* begin SUPPLIED MATERIAL *
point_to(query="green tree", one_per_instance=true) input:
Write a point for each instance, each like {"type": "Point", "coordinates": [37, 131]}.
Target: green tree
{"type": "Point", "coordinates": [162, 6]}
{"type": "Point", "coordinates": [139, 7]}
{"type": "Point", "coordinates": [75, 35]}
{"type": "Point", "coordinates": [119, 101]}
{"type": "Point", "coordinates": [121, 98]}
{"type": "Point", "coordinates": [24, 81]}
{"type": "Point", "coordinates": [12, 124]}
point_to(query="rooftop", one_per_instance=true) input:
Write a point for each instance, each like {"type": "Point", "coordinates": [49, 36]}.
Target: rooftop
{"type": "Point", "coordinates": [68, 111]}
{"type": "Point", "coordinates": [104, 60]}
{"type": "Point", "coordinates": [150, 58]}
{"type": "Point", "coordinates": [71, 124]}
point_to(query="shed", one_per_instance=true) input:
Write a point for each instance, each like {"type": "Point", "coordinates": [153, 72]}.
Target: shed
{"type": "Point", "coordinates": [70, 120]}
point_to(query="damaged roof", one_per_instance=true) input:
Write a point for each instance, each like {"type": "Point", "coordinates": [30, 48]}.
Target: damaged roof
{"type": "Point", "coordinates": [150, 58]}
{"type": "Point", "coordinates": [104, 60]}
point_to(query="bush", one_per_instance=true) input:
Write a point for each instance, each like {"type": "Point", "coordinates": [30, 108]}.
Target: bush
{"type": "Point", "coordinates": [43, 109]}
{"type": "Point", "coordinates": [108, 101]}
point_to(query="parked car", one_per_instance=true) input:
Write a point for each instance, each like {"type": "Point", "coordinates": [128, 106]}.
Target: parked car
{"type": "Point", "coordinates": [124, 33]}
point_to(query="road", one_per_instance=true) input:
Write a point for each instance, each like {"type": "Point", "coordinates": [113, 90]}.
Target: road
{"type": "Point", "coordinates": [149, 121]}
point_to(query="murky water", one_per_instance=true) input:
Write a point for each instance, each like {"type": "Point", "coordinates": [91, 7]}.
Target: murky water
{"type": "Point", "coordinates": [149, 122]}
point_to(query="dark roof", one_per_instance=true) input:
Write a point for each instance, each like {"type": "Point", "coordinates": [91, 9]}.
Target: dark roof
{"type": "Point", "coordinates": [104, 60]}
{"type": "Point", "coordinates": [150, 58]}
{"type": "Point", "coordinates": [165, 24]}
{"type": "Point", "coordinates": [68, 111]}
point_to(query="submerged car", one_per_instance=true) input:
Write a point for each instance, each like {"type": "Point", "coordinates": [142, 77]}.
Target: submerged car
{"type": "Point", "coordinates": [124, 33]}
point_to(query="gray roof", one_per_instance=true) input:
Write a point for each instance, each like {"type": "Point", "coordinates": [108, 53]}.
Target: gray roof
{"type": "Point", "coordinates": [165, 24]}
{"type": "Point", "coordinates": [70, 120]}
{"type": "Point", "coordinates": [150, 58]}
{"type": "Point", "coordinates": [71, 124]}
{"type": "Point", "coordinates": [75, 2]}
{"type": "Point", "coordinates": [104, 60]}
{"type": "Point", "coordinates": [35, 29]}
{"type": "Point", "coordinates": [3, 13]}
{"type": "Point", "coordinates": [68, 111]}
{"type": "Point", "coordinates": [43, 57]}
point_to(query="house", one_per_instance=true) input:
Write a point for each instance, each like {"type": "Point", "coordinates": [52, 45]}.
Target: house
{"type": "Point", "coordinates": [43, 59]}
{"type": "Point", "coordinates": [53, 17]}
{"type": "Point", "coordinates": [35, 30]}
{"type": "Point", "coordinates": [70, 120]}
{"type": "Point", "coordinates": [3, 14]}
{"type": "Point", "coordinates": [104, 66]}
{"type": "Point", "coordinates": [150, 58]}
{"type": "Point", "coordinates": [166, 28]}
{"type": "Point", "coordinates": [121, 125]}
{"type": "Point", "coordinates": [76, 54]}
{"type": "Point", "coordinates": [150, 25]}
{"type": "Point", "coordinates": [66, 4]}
* end SUPPLIED MATERIAL *
* begin SUPPLIED MATERIAL *
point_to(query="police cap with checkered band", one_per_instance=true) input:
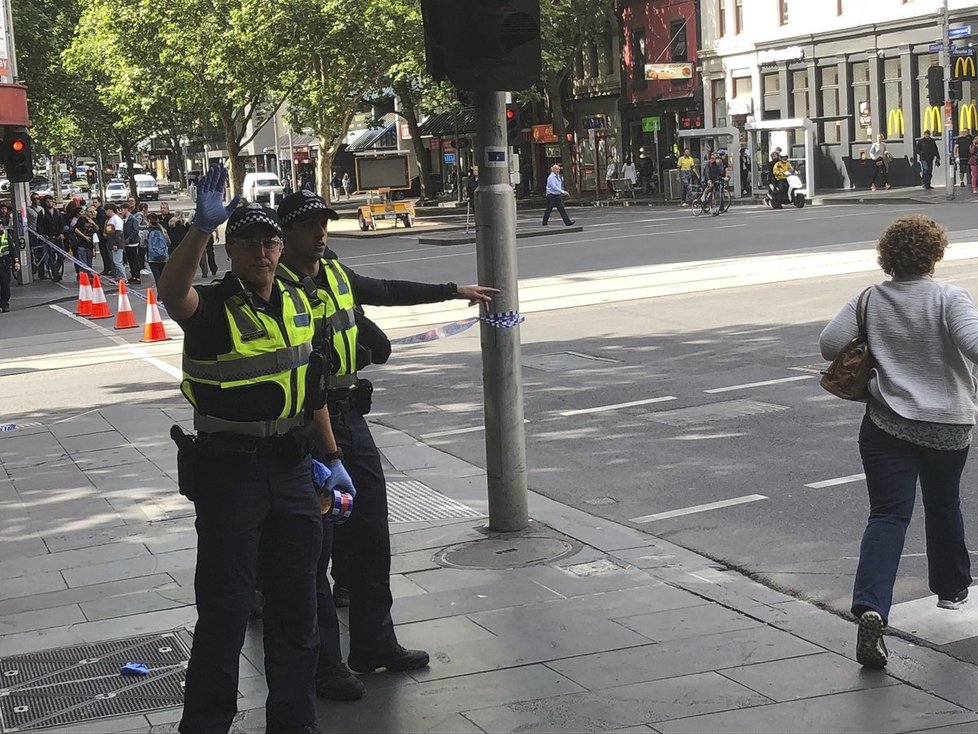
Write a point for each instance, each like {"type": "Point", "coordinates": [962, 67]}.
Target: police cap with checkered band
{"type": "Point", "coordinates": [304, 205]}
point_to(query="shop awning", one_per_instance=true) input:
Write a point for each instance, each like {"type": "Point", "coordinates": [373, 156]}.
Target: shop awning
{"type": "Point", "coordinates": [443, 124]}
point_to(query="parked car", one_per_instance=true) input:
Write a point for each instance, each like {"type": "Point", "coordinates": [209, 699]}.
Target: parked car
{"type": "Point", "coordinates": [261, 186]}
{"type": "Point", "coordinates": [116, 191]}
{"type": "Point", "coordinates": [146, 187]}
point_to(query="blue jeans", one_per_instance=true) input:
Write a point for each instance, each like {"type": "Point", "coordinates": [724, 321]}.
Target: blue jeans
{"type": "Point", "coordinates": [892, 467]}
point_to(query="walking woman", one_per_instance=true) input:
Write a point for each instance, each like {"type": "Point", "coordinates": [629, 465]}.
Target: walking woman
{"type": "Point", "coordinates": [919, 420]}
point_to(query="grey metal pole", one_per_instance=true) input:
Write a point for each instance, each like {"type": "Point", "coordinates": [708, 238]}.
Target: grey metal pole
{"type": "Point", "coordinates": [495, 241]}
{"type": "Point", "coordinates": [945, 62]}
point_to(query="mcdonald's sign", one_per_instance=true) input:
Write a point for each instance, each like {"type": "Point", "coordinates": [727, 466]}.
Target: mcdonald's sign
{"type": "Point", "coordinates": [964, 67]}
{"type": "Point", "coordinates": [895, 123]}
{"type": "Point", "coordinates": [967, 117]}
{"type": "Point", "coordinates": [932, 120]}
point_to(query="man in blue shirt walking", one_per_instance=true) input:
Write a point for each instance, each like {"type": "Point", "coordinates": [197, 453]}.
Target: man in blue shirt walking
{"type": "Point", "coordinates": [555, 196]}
* end SUPPLIED MATERIAL *
* begin SUPPLIED MATERIAL *
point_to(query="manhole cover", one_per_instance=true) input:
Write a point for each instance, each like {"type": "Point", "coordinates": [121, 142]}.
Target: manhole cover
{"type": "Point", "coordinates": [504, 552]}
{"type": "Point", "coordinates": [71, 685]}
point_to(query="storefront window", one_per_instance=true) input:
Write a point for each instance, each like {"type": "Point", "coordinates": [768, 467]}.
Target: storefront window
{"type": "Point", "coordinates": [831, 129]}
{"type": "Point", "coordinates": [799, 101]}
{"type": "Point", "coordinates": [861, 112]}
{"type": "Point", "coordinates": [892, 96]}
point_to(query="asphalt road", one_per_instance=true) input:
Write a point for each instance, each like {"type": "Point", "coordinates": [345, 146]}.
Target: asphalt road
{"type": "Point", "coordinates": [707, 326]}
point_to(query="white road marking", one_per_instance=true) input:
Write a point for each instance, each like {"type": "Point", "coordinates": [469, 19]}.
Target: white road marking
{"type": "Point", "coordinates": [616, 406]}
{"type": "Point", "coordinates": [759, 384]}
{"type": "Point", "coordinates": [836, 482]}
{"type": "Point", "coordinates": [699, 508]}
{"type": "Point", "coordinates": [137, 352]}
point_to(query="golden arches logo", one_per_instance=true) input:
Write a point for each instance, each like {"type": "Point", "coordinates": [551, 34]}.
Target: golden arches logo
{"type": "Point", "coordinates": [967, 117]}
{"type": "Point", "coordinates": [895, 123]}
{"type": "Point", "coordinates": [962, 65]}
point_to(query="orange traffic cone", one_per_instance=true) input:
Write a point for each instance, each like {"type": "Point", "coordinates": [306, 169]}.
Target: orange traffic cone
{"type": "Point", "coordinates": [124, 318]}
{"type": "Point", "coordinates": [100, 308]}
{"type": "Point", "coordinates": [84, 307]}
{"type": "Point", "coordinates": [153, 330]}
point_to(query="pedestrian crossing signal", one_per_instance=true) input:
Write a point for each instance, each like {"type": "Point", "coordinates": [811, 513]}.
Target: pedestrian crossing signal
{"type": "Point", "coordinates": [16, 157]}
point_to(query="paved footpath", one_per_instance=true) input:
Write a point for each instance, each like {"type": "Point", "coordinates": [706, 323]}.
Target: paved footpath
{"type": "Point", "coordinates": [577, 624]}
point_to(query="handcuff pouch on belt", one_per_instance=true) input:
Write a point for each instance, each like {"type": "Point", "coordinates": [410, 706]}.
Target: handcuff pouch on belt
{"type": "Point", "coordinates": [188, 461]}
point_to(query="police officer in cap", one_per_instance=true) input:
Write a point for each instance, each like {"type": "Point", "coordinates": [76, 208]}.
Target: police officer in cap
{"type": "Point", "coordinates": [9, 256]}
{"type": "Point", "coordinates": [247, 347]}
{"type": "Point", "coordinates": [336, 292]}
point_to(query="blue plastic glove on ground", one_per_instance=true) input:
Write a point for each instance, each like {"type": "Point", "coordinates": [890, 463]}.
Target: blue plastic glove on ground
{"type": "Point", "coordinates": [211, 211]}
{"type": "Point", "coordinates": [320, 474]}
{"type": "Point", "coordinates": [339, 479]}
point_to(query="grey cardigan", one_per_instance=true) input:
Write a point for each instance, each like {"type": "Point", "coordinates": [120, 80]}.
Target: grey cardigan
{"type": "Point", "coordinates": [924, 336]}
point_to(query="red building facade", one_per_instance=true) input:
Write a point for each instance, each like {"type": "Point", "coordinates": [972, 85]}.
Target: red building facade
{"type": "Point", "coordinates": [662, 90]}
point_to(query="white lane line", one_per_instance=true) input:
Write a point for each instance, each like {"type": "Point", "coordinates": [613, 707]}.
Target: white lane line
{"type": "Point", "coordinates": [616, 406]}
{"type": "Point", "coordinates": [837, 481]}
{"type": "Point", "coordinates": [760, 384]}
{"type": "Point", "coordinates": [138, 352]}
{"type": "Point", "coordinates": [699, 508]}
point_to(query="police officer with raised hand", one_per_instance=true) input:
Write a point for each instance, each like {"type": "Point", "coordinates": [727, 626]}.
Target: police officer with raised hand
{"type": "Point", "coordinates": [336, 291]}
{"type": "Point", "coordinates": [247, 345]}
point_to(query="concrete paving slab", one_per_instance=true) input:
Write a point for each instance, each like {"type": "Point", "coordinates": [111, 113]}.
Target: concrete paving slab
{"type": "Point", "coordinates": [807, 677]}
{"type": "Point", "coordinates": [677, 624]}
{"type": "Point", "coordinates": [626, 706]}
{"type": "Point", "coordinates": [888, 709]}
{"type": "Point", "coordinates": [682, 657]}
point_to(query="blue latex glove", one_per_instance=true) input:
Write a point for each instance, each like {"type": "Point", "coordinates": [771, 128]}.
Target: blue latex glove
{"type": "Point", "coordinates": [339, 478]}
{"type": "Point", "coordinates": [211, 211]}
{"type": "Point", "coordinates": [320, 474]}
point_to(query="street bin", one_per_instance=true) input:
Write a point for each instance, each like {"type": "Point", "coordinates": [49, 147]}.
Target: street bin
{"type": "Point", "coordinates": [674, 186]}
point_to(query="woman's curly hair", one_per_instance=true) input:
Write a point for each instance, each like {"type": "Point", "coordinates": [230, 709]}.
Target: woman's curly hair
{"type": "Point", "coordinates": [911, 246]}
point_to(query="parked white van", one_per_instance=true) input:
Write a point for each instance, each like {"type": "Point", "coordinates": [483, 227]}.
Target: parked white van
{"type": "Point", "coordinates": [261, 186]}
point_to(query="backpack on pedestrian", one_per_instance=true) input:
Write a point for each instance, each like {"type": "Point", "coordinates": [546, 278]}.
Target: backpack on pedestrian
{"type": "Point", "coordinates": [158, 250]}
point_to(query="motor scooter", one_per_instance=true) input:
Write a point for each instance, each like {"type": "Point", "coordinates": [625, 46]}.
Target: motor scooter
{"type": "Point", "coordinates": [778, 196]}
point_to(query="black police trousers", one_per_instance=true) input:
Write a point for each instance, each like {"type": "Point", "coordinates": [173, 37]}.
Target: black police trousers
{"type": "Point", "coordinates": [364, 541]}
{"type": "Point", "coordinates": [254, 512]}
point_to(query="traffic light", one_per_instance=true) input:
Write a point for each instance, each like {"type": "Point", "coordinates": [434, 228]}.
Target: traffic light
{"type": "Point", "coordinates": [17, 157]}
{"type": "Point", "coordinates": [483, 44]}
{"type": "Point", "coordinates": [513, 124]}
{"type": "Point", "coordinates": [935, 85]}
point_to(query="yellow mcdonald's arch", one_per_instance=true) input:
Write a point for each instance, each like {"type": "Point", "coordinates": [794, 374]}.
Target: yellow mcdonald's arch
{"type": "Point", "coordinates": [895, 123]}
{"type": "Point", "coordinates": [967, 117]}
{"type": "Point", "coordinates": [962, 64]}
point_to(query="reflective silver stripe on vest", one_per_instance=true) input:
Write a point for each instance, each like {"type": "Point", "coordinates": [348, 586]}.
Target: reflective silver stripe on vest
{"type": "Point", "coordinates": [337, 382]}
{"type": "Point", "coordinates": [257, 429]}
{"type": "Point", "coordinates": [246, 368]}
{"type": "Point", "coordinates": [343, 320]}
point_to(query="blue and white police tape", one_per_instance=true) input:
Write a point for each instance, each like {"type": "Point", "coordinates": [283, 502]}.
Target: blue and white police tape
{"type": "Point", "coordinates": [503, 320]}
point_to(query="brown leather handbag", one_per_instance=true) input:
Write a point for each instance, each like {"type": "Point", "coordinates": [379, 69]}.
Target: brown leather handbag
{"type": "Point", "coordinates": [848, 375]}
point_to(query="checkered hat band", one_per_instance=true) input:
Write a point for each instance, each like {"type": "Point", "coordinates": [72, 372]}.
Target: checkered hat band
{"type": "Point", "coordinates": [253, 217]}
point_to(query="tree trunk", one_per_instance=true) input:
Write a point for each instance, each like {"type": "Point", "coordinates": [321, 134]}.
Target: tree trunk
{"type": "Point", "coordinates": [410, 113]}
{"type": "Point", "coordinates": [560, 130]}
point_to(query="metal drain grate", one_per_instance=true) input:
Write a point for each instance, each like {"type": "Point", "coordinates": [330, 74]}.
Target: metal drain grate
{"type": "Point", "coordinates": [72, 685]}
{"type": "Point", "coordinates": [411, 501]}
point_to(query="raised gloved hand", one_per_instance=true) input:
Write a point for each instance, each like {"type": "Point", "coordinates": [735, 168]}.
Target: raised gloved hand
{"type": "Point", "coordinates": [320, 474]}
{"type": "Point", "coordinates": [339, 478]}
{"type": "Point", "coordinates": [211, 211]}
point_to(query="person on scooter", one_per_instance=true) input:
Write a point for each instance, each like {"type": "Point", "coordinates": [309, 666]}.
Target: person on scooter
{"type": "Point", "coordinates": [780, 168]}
* end SUPPLIED MATERIAL *
Return every line of the listing above that contains the string "handcuff". Case counts, so a line matches only if its letters have the same capitalization.

ANSWER TO THIS EXERCISE:
point_to(query="handcuff pouch on belt", one_per_instance=true) input:
Target: handcuff pouch on belt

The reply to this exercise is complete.